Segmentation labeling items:
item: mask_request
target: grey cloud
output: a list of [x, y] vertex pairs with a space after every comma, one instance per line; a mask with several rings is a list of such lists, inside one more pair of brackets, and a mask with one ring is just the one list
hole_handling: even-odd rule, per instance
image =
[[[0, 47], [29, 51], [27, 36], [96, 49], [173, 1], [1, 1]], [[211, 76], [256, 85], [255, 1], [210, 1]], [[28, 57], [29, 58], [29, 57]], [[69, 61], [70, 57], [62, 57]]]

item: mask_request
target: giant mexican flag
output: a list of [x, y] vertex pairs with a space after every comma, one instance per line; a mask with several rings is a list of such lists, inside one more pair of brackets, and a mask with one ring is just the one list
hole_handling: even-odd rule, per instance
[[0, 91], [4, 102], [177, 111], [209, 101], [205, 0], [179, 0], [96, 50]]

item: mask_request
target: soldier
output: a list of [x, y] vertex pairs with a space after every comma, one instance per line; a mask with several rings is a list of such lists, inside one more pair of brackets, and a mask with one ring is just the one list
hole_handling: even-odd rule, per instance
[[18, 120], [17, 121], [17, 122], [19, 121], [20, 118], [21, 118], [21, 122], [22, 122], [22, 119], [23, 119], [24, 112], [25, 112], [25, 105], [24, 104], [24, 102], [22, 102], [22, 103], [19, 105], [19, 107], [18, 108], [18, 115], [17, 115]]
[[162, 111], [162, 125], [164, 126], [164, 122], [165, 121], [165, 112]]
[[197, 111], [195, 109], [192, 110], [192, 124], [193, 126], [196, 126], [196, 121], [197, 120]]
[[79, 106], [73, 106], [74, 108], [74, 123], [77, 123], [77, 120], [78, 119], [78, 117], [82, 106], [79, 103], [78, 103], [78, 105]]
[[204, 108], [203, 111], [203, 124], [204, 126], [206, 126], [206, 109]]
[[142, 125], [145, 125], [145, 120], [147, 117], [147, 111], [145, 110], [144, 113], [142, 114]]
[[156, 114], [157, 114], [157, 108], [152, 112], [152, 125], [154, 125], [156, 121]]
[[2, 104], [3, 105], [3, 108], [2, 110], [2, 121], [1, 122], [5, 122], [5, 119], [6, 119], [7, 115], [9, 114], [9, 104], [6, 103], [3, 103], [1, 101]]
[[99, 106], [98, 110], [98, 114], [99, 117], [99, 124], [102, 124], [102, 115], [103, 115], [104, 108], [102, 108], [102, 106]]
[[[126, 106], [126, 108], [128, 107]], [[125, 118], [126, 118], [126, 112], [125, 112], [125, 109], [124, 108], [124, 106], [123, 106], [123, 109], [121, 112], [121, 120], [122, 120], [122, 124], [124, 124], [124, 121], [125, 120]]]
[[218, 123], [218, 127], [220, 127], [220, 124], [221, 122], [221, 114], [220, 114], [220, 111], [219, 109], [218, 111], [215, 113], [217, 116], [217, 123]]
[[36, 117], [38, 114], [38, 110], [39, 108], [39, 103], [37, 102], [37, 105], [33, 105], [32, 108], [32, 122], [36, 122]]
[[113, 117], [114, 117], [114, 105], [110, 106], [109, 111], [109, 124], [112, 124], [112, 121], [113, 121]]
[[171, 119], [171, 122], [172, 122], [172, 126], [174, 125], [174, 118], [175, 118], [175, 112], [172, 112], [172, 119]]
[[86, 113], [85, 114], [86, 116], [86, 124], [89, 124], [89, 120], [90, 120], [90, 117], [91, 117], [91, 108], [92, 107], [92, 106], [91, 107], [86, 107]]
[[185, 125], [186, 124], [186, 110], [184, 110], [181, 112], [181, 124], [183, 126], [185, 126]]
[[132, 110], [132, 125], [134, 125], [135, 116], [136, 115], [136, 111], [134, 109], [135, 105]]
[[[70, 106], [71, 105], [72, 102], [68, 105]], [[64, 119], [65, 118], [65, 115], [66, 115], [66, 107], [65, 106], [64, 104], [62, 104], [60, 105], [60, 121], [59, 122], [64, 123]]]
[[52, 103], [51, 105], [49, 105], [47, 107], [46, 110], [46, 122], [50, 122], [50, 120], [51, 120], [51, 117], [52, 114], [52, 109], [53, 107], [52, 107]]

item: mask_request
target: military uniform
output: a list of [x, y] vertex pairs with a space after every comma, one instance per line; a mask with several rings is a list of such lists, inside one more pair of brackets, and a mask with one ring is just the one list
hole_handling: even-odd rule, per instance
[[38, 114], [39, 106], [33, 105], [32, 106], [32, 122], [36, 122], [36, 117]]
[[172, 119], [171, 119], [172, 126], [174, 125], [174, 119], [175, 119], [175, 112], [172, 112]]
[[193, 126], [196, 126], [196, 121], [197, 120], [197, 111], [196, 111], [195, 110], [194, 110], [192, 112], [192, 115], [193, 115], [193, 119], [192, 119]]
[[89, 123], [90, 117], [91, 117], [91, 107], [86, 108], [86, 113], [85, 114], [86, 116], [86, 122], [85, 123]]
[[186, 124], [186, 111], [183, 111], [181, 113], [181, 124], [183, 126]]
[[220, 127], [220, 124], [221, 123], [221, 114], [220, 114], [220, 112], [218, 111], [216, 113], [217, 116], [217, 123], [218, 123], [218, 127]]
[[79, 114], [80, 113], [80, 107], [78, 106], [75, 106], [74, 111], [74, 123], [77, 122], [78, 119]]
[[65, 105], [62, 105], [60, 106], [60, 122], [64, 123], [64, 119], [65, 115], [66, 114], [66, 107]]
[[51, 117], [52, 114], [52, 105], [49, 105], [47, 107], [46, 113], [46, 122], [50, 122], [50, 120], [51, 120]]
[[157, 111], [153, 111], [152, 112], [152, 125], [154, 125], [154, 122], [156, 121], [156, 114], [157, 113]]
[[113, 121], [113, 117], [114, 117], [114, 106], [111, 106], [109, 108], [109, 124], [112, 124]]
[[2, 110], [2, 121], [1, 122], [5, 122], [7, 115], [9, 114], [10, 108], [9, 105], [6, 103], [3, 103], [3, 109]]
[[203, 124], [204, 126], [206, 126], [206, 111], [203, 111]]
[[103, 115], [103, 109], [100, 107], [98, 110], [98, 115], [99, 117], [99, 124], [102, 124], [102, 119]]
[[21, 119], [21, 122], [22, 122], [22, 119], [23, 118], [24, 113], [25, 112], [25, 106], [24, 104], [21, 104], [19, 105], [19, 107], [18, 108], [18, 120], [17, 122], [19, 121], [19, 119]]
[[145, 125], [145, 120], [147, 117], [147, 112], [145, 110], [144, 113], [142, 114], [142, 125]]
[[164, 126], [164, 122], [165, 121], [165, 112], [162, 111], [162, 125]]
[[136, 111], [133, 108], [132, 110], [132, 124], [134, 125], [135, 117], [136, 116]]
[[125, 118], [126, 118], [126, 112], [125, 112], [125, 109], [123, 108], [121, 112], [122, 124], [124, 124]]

• Stated exercise
Quote the material exactly, leaving nothing out.

• Response for this exercise
item: mask_request
target: grey cloud
output: a list of [x, y] vertex pairs with a space after every comma, one instance per line; a mask with several rings is a list of such lists, inside one more pair of brackets, and a mask with one ring is just the one list
hole_handling: even-odd rule, per instance
image =
[[[0, 47], [29, 51], [27, 36], [96, 49], [173, 1], [1, 1]], [[211, 76], [256, 85], [255, 1], [210, 1]], [[28, 57], [29, 58], [29, 57]], [[69, 61], [70, 57], [62, 57]]]

item: mask_request
target: giant mexican flag
output: a list of [x, y] vertex pairs with a space after every comma, one instance per line; a mask with several rings is a list of such lists, inside one more pair of brackets, and a mask with one ring is just the one list
hole_handling: even-odd rule, per instance
[[0, 91], [4, 102], [177, 111], [209, 101], [205, 0], [179, 0], [96, 50]]

item: mask_request
target: soldier
output: a list of [x, y] vertex pairs with a space after every comma, one instance per line; a mask with several rings is a list of such lists, inside one more pair of brackets, and a mask with one ring is just the one list
hole_handling: even-odd rule, per instance
[[18, 120], [17, 121], [17, 122], [19, 121], [20, 118], [21, 118], [21, 122], [22, 122], [22, 119], [23, 119], [24, 112], [25, 112], [25, 105], [24, 104], [24, 102], [22, 102], [22, 103], [19, 105], [19, 107], [18, 108], [18, 115], [17, 115]]
[[162, 111], [162, 125], [164, 126], [164, 122], [165, 121], [165, 112]]
[[197, 111], [195, 109], [192, 110], [192, 124], [193, 126], [196, 126], [196, 121], [197, 120]]
[[79, 106], [73, 106], [74, 108], [74, 123], [77, 123], [77, 120], [78, 119], [78, 117], [82, 106], [79, 103], [78, 103], [78, 105]]
[[204, 108], [203, 111], [203, 124], [204, 126], [206, 126], [206, 109]]
[[142, 125], [145, 125], [145, 120], [147, 117], [147, 111], [145, 110], [144, 113], [142, 114]]
[[156, 114], [157, 114], [157, 108], [152, 112], [152, 125], [154, 125], [156, 121]]
[[2, 104], [3, 105], [3, 108], [2, 110], [2, 121], [1, 122], [5, 122], [5, 119], [6, 119], [7, 115], [9, 114], [9, 104], [6, 103], [3, 103], [1, 101]]
[[99, 106], [98, 110], [98, 114], [99, 117], [99, 124], [102, 124], [102, 115], [103, 115], [104, 108], [102, 108], [102, 106]]
[[[126, 106], [126, 108], [128, 107]], [[125, 118], [126, 118], [126, 112], [125, 112], [125, 109], [124, 108], [124, 106], [123, 106], [123, 109], [121, 112], [121, 120], [122, 120], [122, 124], [124, 124], [124, 121], [125, 120]]]
[[218, 123], [218, 127], [220, 127], [220, 124], [221, 122], [221, 114], [220, 114], [220, 111], [219, 109], [218, 111], [215, 113], [217, 116], [217, 123]]
[[36, 117], [38, 114], [38, 110], [39, 108], [39, 103], [37, 102], [37, 105], [33, 105], [32, 108], [32, 122], [36, 122]]
[[113, 117], [114, 117], [114, 105], [110, 106], [109, 111], [109, 124], [112, 124], [112, 121], [113, 121]]
[[171, 119], [171, 122], [172, 122], [172, 126], [174, 125], [174, 118], [175, 118], [175, 112], [172, 112], [172, 119]]
[[86, 113], [85, 114], [86, 116], [86, 124], [89, 124], [89, 120], [90, 120], [90, 117], [91, 117], [91, 108], [92, 107], [92, 106], [91, 107], [86, 107]]
[[185, 125], [186, 124], [186, 110], [184, 110], [181, 112], [181, 124], [183, 126], [185, 126]]
[[132, 110], [132, 125], [134, 125], [135, 116], [136, 115], [136, 111], [134, 109], [135, 105]]
[[[70, 106], [71, 105], [72, 102], [68, 105]], [[64, 119], [65, 118], [65, 115], [66, 115], [66, 107], [65, 106], [64, 104], [62, 104], [60, 105], [60, 121], [59, 122], [64, 123]]]
[[52, 103], [51, 105], [49, 105], [47, 107], [46, 110], [46, 122], [50, 122], [50, 120], [51, 120], [51, 117], [52, 114], [52, 109], [53, 107], [52, 107]]

item: mask_request
target: military uniform
output: a list of [x, y] vertex pairs with a space after every comma, one instance per line; a mask with several rings is a list of such lists, inside one more pair of brackets, and a mask with one ring is just the one list
hole_handling: even-odd rule, per instance
[[38, 114], [39, 106], [33, 105], [32, 106], [32, 122], [36, 122], [36, 117]]
[[172, 119], [171, 119], [172, 126], [174, 125], [174, 119], [175, 119], [175, 112], [172, 112]]
[[193, 126], [196, 126], [196, 121], [197, 120], [197, 111], [196, 111], [195, 110], [194, 110], [192, 112], [192, 115], [193, 115], [193, 119], [192, 119]]
[[89, 123], [90, 117], [91, 117], [91, 107], [86, 108], [86, 113], [85, 114], [86, 116], [86, 122], [85, 123]]
[[186, 124], [186, 111], [183, 111], [181, 113], [181, 124], [183, 126]]
[[220, 127], [220, 124], [221, 123], [221, 114], [220, 114], [220, 112], [218, 111], [216, 113], [217, 116], [217, 123], [218, 123], [218, 127]]
[[79, 114], [80, 113], [80, 107], [78, 106], [75, 106], [74, 111], [74, 123], [77, 122], [78, 119]]
[[65, 105], [62, 105], [60, 106], [60, 122], [64, 123], [64, 119], [65, 115], [66, 114], [66, 107]]
[[51, 117], [52, 114], [52, 105], [49, 105], [47, 107], [46, 113], [46, 122], [50, 122], [50, 120], [51, 120]]
[[157, 111], [153, 111], [152, 112], [152, 125], [154, 125], [154, 122], [156, 121], [156, 114], [157, 113]]
[[113, 121], [113, 117], [114, 117], [114, 106], [111, 106], [109, 108], [109, 124], [112, 124]]
[[2, 110], [2, 121], [1, 122], [5, 122], [7, 115], [9, 114], [10, 108], [9, 105], [6, 103], [3, 103], [3, 109]]
[[203, 124], [204, 126], [206, 126], [206, 111], [203, 111]]
[[103, 115], [103, 109], [100, 107], [98, 110], [98, 115], [99, 117], [99, 124], [102, 124], [102, 119]]
[[21, 119], [21, 122], [22, 122], [22, 119], [23, 118], [24, 113], [25, 112], [25, 106], [24, 104], [21, 104], [19, 105], [19, 107], [18, 108], [18, 120], [17, 122], [19, 121], [19, 119]]
[[145, 125], [145, 120], [147, 117], [147, 112], [145, 110], [144, 113], [142, 114], [142, 125]]
[[164, 126], [164, 122], [165, 121], [165, 112], [162, 111], [162, 125]]
[[136, 111], [133, 108], [132, 110], [132, 124], [134, 125], [135, 117], [136, 116]]
[[125, 118], [126, 118], [126, 112], [125, 112], [125, 109], [123, 108], [121, 112], [122, 124], [124, 124]]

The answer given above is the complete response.